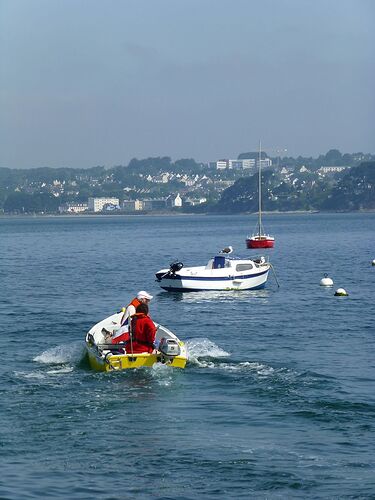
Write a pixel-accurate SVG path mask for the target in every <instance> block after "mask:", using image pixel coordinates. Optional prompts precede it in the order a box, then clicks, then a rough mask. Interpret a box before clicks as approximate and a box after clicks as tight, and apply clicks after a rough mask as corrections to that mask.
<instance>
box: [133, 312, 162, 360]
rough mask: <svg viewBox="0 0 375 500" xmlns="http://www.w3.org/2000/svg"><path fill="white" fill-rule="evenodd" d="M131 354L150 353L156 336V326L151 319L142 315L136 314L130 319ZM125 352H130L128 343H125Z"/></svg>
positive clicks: (143, 314) (151, 349)
mask: <svg viewBox="0 0 375 500" xmlns="http://www.w3.org/2000/svg"><path fill="white" fill-rule="evenodd" d="M131 327H132V339H133V352H152V351H153V350H154V341H155V335H156V326H155V325H154V322H153V321H152V319H151V318H150V317H149V316H147V315H146V314H143V313H137V314H136V315H135V316H133V319H132V324H131ZM126 352H127V353H128V354H130V353H131V352H132V348H131V343H130V341H129V342H127V343H126Z"/></svg>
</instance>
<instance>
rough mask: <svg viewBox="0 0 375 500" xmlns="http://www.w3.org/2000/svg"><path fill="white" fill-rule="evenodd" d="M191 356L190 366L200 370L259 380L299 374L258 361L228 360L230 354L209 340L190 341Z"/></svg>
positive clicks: (188, 343) (202, 338)
mask: <svg viewBox="0 0 375 500" xmlns="http://www.w3.org/2000/svg"><path fill="white" fill-rule="evenodd" d="M186 344H187V347H188V354H189V358H188V360H189V364H190V365H195V366H197V367H199V368H208V369H213V370H221V371H225V372H227V373H228V372H233V373H235V372H240V373H242V374H249V375H256V377H257V378H259V379H261V378H265V379H266V378H270V377H276V378H278V377H281V378H282V379H285V380H287V379H289V378H290V377H292V378H295V377H296V376H297V374H295V373H292V372H291V370H289V369H288V368H285V367H279V368H274V367H272V366H269V365H267V364H264V363H260V362H258V361H238V360H233V361H232V360H231V361H230V362H228V361H227V359H223V358H228V357H229V356H231V354H230V353H228V352H227V351H225V350H224V349H222V348H221V347H219V346H217V345H216V344H215V343H214V342H212V341H211V340H209V339H207V338H201V339H194V340H188V341H187V342H186Z"/></svg>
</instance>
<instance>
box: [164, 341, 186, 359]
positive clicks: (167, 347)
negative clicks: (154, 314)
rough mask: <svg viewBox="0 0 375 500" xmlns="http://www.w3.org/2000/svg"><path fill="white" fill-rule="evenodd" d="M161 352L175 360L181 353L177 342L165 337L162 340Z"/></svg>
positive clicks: (180, 350)
mask: <svg viewBox="0 0 375 500" xmlns="http://www.w3.org/2000/svg"><path fill="white" fill-rule="evenodd" d="M159 351H160V352H161V353H162V354H164V356H167V357H169V358H174V357H175V356H178V355H179V354H180V353H181V349H180V346H179V345H178V342H177V340H175V339H168V338H165V337H163V338H162V339H160V343H159Z"/></svg>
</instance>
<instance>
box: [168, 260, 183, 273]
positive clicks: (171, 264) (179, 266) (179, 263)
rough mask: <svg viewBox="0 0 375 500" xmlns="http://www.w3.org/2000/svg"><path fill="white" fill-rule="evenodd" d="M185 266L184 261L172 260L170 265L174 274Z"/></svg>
mask: <svg viewBox="0 0 375 500" xmlns="http://www.w3.org/2000/svg"><path fill="white" fill-rule="evenodd" d="M183 267H184V265H183V263H182V262H172V264H171V265H170V266H169V269H170V272H171V273H172V274H176V273H177V271H180V270H181V269H182V268H183Z"/></svg>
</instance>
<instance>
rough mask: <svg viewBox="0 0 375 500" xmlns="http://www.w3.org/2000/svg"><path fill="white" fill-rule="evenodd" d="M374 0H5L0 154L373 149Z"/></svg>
mask: <svg viewBox="0 0 375 500" xmlns="http://www.w3.org/2000/svg"><path fill="white" fill-rule="evenodd" d="M374 26H375V1H373V0H134V1H133V0H100V1H99V0H0V92H1V94H0V99H1V100H0V166H3V167H14V168H16V167H17V168H27V167H32V166H34V167H35V166H51V167H57V166H67V167H90V166H94V165H105V166H107V167H111V166H113V165H118V164H123V165H124V164H125V165H126V164H127V163H128V162H129V160H130V159H131V158H133V157H137V158H145V157H148V156H171V157H172V158H173V159H174V160H175V159H179V158H194V159H196V160H197V161H207V160H214V159H218V158H234V157H237V155H238V154H239V153H241V152H244V151H248V150H253V149H254V148H256V147H257V146H256V145H257V143H258V141H259V139H262V143H263V144H264V149H265V150H266V151H267V152H268V153H269V154H275V155H276V153H274V152H275V151H276V150H278V149H284V148H287V149H288V154H290V155H291V156H297V155H299V154H301V155H304V156H310V155H311V156H317V155H318V154H320V153H325V152H327V150H328V149H330V148H338V149H340V151H341V152H343V153H344V152H357V151H363V152H370V153H375V127H374V123H375V119H374V117H375V90H374V89H375V78H374V76H375V28H374Z"/></svg>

- [YOUR OBJECTIVE]
Everything in the entries must be written out exactly; the pictures stay out.

- [SOLUTION TO THIS PROBLEM]
Write a pixel-accurate SVG path mask for the target in every <instance> block after "mask:", using image pixel coordinates. Optional prompts precede it in the order a box, then clicks, then a rough mask. Interpret a box before clicks as approximate and a box after clicks as tight, and apply clicks after a rough mask as corrections to that mask.
<instance>
box: [133, 312, 162, 360]
rough mask: <svg viewBox="0 0 375 500" xmlns="http://www.w3.org/2000/svg"><path fill="white" fill-rule="evenodd" d="M131 354L150 353L156 336V326L151 319L142 315L136 314L130 319ZM125 352H130L128 343H125Z"/></svg>
positive clicks: (143, 314) (151, 349)
mask: <svg viewBox="0 0 375 500" xmlns="http://www.w3.org/2000/svg"><path fill="white" fill-rule="evenodd" d="M131 327H132V339H133V352H152V351H153V350H154V341H155V335H156V326H155V325H154V322H153V321H152V319H151V318H150V317H149V316H147V315H146V314H143V313H137V314H136V315H135V316H133V319H132V324H131ZM126 352H127V353H128V354H130V353H131V352H132V348H131V343H130V341H129V342H127V343H126Z"/></svg>
</instance>
<instance>
rough mask: <svg viewBox="0 0 375 500" xmlns="http://www.w3.org/2000/svg"><path fill="white" fill-rule="evenodd" d="M191 356L190 366L200 370L259 380L299 374L258 361L228 360L230 354L209 340L190 341Z"/></svg>
positive clicks: (188, 343) (202, 338)
mask: <svg viewBox="0 0 375 500" xmlns="http://www.w3.org/2000/svg"><path fill="white" fill-rule="evenodd" d="M186 344H187V347H188V354H189V358H188V360H189V364H190V365H195V366H197V367H199V368H208V369H213V370H221V371H225V372H227V373H228V372H233V373H235V372H240V373H242V374H249V375H256V377H257V378H259V379H261V378H265V379H266V378H270V377H276V378H278V377H281V378H282V379H285V380H287V379H289V378H290V377H292V378H295V377H296V376H297V374H295V373H292V372H291V370H289V369H288V368H285V367H279V368H274V367H272V366H269V365H267V364H264V363H260V362H258V361H238V360H233V361H232V360H231V361H230V362H228V361H227V359H223V358H228V357H229V356H231V354H230V353H228V352H227V351H225V350H224V349H222V348H221V347H219V346H217V345H216V344H215V343H214V342H212V341H211V340H209V339H207V338H201V339H194V340H188V341H187V342H186Z"/></svg>
</instance>
<instance>
box: [164, 341, 186, 359]
positive clicks: (167, 347)
negative clicks: (154, 314)
rough mask: <svg viewBox="0 0 375 500" xmlns="http://www.w3.org/2000/svg"><path fill="white" fill-rule="evenodd" d="M161 352L175 360L181 353L177 342L165 337L162 340Z"/></svg>
positive clicks: (180, 350)
mask: <svg viewBox="0 0 375 500" xmlns="http://www.w3.org/2000/svg"><path fill="white" fill-rule="evenodd" d="M159 351H160V352H161V353H162V354H164V356H167V357H169V358H174V357H175V356H178V355H179V354H180V353H181V349H180V346H179V345H178V342H177V340H175V339H168V338H165V337H163V338H162V339H160V343H159Z"/></svg>
</instance>
<instance>
box: [168, 260, 183, 273]
positive clicks: (171, 264) (179, 266) (179, 263)
rough mask: <svg viewBox="0 0 375 500" xmlns="http://www.w3.org/2000/svg"><path fill="white" fill-rule="evenodd" d="M185 266L184 261L172 260L170 265L174 274Z"/></svg>
mask: <svg viewBox="0 0 375 500" xmlns="http://www.w3.org/2000/svg"><path fill="white" fill-rule="evenodd" d="M183 267H184V265H183V263H182V262H172V264H171V265H170V266H169V269H170V272H171V273H172V274H176V273H177V271H180V270H181V269H182V268H183Z"/></svg>
</instance>
<instance>
rough mask: <svg viewBox="0 0 375 500" xmlns="http://www.w3.org/2000/svg"><path fill="white" fill-rule="evenodd" d="M374 0H5L0 154L373 149Z"/></svg>
mask: <svg viewBox="0 0 375 500" xmlns="http://www.w3.org/2000/svg"><path fill="white" fill-rule="evenodd" d="M374 26H375V1H373V0H134V1H133V0H100V1H99V0H0V92H1V94H0V99H1V100H0V166H3V167H14V168H16V167H17V168H27V167H32V166H34V167H35V166H51V167H57V166H67V167H90V166H94V165H105V166H107V167H111V166H113V165H118V164H123V165H124V164H125V165H126V164H127V163H128V162H129V160H130V159H131V158H133V157H137V158H145V157H148V156H171V157H172V158H173V159H174V160H175V159H179V158H194V159H196V160H197V161H207V160H214V159H218V158H234V157H237V155H238V154H239V153H241V152H244V151H248V150H253V149H254V148H256V147H257V146H256V145H257V143H258V141H259V139H262V143H263V144H264V149H265V150H266V151H267V152H268V153H269V154H275V155H276V153H274V152H275V151H276V150H278V149H284V148H287V149H288V154H290V155H291V156H297V155H299V154H301V155H304V156H310V155H311V156H317V155H318V154H320V153H325V152H327V150H328V149H330V148H338V149H340V151H341V152H343V153H344V152H357V151H363V152H370V153H375V127H374V123H375V119H374V117H375V90H374V89H375V78H374V76H375V28H374Z"/></svg>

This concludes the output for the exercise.